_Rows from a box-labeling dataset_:
-- begin --
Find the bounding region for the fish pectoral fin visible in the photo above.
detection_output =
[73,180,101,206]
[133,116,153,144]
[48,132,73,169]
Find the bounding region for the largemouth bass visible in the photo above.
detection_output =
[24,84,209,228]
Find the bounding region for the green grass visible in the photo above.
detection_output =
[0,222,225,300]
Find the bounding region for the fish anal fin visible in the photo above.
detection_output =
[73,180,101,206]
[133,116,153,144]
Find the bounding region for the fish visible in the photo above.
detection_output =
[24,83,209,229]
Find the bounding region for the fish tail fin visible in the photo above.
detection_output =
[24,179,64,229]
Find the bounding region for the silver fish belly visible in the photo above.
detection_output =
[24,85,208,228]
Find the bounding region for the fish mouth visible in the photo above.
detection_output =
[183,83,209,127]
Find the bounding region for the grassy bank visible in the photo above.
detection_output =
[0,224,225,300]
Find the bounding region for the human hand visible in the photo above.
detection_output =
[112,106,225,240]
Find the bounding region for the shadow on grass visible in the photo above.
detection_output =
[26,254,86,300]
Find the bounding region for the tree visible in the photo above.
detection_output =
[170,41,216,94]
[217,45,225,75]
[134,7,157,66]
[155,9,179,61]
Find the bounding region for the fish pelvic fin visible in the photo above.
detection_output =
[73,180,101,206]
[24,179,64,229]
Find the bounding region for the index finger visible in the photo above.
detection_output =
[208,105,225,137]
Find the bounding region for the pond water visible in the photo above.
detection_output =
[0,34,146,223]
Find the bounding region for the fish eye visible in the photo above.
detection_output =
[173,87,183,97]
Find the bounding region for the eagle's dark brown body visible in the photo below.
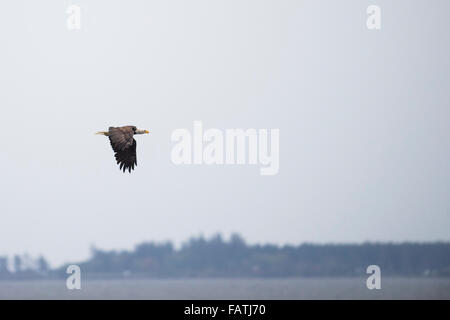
-- end --
_Short task_: Rewrite each line of the records above as a JSON list of strings with one string per line, omitting blank lines. Leave the pictures out of your answer.

_Output for this task_:
[
  "Find the bounding region for the fish pectoral fin visible in the photo above.",
  "detection_output =",
  "[73,180,101,206]",
  "[133,116,153,144]",
  "[48,132,73,169]",
  "Find the bounding region for the largemouth bass visible in the photo above.",
  "detection_output =",
  "[24,84,209,228]",
  "Find the bounding region for the green grass visible in the photo above.",
  "detection_output =",
  "[0,222,225,300]",
  "Find the bounding region for the fish anal fin visible in the photo above.",
  "detection_output =",
  "[73,180,101,206]",
  "[133,116,153,144]",
  "Find the bounding region for the fish visible in the photo above.",
  "detection_output =",
  "[24,83,209,229]",
  "Find the bounding region for the fish tail fin visible in the photo above.",
  "detection_output =",
  "[24,179,64,229]",
  "Find the bounding region for the silver fish belly visible in the photo above.",
  "detection_output =",
  "[24,85,208,228]",
  "Find the bounding region for the fish mouth visible in the photo above.",
  "detection_output =",
  "[183,83,209,127]",
  "Find the bounding region for the grassy bank visible in the photo above.",
  "detection_output =",
  "[0,224,225,300]",
  "Find the bounding region for the human hand visible in the photo above.",
  "detection_output =",
  "[112,106,225,240]",
  "Find the bounding region for the shadow on grass visible in the photo above.",
  "detection_output =",
  "[26,254,86,300]",
  "Find the bounding region for the tree visible in the photo above.",
  "detection_output =",
  "[170,41,216,94]",
  "[217,45,225,75]",
  "[134,7,157,66]",
  "[155,9,179,61]",
  "Find the bounding region for the fish pelvic fin visible in the photo above.",
  "detection_output =",
  "[73,180,101,206]",
  "[24,179,64,229]",
  "Find the bounding region for the index finger visible in the photo above.",
  "detection_output =",
  "[208,105,225,137]",
  "Find the bounding region for the pond water visible in the photo above.",
  "detection_output =",
  "[0,34,146,223]",
  "Find the bounding region for the fish eye visible in the photo above.",
  "detection_output =",
  "[173,87,183,97]",
  "Find the bounding region for the eagle's dark brown body visible in the photo below."
]